EXERCISE MATERIALS:
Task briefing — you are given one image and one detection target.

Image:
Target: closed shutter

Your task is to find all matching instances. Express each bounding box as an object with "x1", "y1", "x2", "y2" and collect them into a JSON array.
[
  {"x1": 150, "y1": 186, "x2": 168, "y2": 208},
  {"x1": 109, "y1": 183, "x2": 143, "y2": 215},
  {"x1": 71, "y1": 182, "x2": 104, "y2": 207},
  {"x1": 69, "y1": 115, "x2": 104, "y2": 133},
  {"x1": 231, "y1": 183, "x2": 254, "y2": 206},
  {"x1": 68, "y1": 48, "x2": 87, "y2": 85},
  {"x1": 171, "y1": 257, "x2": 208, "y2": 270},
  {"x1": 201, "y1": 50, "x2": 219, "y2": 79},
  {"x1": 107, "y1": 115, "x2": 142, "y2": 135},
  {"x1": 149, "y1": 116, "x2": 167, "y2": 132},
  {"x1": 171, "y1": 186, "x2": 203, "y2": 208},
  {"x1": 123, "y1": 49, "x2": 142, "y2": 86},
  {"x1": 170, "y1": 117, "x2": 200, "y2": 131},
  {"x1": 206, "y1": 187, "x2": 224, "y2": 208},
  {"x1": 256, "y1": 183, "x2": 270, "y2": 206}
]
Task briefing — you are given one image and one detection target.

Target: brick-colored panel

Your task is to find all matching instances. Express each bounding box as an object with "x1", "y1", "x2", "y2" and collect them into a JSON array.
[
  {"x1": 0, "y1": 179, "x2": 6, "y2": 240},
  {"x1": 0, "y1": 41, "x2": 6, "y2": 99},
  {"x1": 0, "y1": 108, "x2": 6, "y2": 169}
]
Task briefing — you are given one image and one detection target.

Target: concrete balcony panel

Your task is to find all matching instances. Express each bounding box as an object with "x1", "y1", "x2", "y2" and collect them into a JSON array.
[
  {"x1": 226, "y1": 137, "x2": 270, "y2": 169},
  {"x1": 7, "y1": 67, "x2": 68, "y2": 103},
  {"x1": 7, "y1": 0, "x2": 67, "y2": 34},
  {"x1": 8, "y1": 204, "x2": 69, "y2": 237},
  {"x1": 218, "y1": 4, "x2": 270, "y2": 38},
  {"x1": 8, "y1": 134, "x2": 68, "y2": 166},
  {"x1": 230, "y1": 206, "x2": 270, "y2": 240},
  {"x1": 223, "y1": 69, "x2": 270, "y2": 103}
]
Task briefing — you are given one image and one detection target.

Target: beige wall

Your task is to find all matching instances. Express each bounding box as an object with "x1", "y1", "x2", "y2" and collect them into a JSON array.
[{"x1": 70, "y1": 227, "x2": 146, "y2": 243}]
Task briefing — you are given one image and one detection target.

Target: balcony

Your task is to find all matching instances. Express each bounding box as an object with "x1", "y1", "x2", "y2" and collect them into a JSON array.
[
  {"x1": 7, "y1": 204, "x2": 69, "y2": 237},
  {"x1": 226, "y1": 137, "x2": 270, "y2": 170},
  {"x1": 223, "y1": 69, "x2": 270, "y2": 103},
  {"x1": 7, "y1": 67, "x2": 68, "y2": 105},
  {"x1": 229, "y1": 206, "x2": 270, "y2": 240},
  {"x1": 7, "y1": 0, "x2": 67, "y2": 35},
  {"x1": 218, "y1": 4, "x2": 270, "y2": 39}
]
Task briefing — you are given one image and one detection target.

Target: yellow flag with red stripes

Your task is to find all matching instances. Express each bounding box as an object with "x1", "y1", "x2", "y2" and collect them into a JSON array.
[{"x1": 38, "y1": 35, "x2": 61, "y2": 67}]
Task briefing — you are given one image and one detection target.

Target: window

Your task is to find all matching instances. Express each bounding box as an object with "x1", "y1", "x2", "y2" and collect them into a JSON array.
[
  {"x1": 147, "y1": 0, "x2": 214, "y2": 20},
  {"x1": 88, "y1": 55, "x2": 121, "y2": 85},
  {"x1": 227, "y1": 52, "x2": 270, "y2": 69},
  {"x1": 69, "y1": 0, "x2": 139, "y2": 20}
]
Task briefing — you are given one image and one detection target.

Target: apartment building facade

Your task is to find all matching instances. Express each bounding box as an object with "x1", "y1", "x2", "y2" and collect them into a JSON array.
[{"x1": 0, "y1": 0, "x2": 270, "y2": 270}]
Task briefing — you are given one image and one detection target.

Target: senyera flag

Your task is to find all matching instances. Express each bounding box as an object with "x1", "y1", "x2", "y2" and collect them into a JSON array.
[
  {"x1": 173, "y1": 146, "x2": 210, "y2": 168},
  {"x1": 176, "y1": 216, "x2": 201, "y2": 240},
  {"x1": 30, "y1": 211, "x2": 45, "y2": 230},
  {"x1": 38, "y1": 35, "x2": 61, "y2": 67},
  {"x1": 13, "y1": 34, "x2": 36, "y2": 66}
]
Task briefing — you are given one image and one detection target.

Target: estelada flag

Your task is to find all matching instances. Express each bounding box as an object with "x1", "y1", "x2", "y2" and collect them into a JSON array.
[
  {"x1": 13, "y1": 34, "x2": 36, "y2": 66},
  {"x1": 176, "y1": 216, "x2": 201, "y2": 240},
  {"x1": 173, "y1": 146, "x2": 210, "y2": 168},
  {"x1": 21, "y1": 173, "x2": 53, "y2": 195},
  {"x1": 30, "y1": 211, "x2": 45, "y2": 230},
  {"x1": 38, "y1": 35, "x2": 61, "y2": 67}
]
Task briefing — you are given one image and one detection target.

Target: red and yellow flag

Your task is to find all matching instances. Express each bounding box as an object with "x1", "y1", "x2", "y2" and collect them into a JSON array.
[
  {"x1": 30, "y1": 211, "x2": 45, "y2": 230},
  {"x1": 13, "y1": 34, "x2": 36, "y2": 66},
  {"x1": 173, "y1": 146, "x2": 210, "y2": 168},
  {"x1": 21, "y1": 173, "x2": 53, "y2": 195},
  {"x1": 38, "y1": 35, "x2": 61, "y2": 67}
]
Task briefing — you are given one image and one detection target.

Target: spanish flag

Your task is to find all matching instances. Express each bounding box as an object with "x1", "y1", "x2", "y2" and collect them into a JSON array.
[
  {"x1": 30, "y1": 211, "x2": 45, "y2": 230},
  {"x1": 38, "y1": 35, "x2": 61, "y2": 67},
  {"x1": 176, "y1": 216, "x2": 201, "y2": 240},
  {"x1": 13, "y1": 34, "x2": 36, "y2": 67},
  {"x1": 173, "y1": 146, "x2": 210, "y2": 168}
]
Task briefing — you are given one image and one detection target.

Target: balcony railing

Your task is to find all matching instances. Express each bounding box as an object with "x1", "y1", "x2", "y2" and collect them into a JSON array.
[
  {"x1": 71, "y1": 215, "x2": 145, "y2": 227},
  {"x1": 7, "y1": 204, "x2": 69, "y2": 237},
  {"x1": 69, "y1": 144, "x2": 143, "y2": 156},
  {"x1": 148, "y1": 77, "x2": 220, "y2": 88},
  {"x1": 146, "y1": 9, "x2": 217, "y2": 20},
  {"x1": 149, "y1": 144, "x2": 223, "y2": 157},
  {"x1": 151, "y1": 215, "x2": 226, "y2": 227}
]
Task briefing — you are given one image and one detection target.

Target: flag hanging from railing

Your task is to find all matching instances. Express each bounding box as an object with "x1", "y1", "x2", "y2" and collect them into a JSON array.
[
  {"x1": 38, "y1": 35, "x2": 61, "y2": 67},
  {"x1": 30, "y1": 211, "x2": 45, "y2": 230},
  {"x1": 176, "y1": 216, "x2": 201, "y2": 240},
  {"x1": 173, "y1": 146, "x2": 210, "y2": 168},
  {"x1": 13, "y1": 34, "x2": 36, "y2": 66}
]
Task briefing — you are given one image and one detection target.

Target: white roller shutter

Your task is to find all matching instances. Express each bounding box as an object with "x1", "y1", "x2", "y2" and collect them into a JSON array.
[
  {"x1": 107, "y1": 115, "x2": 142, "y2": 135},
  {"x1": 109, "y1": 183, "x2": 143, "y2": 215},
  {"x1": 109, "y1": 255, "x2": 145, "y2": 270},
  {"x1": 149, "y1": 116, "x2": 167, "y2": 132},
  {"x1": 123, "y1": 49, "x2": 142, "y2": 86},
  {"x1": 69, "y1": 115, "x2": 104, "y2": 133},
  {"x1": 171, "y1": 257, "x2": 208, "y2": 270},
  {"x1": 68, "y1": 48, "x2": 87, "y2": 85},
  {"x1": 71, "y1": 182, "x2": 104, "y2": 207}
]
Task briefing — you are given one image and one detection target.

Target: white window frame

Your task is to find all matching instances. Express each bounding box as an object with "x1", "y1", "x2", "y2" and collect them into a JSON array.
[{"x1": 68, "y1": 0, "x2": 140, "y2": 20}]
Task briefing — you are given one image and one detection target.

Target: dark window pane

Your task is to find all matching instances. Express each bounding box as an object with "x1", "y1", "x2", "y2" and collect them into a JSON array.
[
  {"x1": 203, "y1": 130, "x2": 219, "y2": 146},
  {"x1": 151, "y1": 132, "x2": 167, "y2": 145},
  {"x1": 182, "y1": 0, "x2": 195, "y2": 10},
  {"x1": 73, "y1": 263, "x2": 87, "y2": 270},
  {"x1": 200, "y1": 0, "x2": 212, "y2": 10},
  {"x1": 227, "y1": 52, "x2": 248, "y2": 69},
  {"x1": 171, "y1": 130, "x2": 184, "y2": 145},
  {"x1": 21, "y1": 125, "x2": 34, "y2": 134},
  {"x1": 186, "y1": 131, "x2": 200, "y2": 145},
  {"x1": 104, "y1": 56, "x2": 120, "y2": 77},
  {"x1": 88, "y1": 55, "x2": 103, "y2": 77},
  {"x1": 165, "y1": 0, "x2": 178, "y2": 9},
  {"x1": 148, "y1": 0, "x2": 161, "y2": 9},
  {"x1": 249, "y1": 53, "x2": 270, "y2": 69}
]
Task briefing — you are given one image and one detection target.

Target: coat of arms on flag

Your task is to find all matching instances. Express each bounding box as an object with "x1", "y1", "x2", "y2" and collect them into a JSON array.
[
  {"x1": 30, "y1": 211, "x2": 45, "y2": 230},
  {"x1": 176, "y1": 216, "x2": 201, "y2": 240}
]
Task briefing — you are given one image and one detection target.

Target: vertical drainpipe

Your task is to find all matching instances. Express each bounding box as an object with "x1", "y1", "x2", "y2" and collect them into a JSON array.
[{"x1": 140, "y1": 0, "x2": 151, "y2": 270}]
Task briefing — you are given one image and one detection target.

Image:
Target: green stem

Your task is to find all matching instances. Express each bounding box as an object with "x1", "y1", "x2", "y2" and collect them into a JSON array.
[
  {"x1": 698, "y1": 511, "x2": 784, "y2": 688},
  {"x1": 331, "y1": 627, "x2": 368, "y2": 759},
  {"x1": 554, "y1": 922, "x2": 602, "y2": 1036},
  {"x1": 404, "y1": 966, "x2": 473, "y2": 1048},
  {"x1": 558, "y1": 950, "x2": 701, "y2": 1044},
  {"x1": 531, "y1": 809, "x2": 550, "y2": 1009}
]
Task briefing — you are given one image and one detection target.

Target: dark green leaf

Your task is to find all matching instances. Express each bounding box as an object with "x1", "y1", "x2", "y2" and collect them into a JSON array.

WRITTEN EXERCISE: Identify each line in the records above that contains the word "window", and copy those lines.

FINAL RESULT:
Target: window
Target: white window frame
Target: dark window pane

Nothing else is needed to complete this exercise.